— Exercise —
Could you continue the article on South Carolina's H.4776 healthcare bill, picking up right after its final sentence?

Excerpt to read below:

A subcommittee of the South Carolina House Judiciary Committee in Columbia voted February 25 to advance H.4776, a bill that would grant a broad “license to discriminate” for a wide range of healthcare workers. This bill is the House version of S.811, which was amended earlier this month to more specifically sanction anti-LGBTQ so-called “conversion therapy.”

SC United for Justice & Equality, a coalition of more than 30 organizations committed to LGBTQ equality in South Carolina opposes both versions of this bill, which could have devastating impacts on LGBTQ people, women of color, and people of diverse faith backgrounds. 

The bill would grant medical providers a broad “license to discriminate” – that is, deny care and services – based on their personal or religious beliefs, which could negatively impact LGBTQ people, women, people of color, and people of diverse faith backgrounds. The bill is so broadly defined it could allow doctors, nurses, receptionists and other employees to refuse to admit or offer services to patients in need of care in any non-emergency situation. The specific services listed in the bill that a medical care provider can refuse include an “initial examination,” which suggests that a medical professional could refuse services based solely on who a person is, not just the care they need. Additionally, this bill would also allow a “medical practitioner, health care institution, or health care payer” to discriminate against the LGBTQ community in their employment practices, as well as allowing insurance companies the ability to refuse to pay for care.

End of Excerpt to read.
Data extract below:

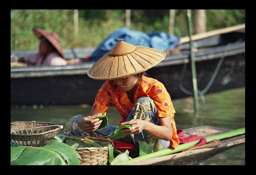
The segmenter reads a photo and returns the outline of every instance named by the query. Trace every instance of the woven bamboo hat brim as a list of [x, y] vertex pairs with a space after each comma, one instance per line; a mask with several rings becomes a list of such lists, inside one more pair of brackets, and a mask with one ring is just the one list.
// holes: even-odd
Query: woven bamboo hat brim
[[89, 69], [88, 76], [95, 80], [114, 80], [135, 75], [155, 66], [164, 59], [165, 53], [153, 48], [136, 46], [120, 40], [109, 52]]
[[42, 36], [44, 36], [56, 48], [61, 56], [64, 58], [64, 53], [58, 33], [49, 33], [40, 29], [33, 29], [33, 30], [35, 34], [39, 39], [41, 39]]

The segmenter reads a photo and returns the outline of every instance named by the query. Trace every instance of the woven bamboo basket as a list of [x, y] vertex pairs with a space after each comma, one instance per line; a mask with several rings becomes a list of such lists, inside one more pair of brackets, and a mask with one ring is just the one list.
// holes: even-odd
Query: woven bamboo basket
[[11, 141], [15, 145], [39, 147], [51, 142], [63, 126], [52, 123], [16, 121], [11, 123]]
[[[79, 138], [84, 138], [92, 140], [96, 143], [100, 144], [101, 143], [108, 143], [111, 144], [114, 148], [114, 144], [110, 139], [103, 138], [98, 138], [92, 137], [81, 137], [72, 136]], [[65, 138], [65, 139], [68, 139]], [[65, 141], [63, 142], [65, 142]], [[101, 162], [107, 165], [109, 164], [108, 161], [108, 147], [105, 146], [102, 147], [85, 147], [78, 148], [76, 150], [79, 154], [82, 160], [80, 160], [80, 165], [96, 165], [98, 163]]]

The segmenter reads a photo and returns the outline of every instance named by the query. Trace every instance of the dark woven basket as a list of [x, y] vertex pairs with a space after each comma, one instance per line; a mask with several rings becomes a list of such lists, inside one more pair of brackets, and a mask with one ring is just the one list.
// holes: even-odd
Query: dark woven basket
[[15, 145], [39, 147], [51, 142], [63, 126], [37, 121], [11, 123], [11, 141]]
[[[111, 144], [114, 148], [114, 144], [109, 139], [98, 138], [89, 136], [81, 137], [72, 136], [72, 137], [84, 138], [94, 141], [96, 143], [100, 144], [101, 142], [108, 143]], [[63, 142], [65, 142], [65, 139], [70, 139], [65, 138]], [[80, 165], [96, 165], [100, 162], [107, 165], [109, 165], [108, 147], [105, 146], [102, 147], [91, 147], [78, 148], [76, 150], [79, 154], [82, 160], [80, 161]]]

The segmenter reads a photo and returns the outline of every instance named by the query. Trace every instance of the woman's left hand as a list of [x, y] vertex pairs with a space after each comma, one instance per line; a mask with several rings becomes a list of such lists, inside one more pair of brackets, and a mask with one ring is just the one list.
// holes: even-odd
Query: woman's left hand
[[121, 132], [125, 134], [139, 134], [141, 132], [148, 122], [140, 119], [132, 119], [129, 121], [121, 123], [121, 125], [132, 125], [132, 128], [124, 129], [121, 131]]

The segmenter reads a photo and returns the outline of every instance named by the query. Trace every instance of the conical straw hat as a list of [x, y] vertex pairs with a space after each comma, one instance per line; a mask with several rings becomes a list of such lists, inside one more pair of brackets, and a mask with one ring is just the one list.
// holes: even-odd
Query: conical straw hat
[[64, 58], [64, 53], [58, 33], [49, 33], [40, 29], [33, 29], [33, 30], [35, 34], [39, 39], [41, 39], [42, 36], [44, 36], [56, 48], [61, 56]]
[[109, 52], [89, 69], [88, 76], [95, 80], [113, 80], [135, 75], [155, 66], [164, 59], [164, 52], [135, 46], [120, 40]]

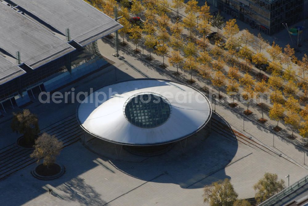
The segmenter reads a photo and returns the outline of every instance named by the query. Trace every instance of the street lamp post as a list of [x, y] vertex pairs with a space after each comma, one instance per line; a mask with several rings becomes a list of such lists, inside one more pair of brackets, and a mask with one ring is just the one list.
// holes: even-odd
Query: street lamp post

End of Data extract.

— Task answer —
Dozens of South Carolinians testified against the bill today, including representatives from the SC United for Justice & Equality coalition, criticizing the bill’s problematic vagueness, overbroad nature, and the myriad ways it would impact marginalized people, especially those who live in rural communities. Every House member of the subcommittee expressed grave concerns about the legislation and shared desires to discuss these problems further in full committee. 

Holly Whitfield, Executive Director of the Alliance for Full Acceptance, spoke on behalf of the SC United coalition.

“No one should face discrimination because of who they are or who they love – and everyone should be able to access quality, affirming healthcare in their hometown,” said Whitfield. “H.4776 would allow virtually anyone who works in the healthcare field to claim a so-called ‘conscience’ objection to equally and fairly serving South Carolinians. A receptionist could refuse to check in a patient receiving gender-affirming care. A pharmacist could refuse to fill a birth control or fertility treatment prescription. A nursing home staffer could refuse to offer trans patients’ hormone therapy. This is so broad and so dangerous – and the full committee must reject it.”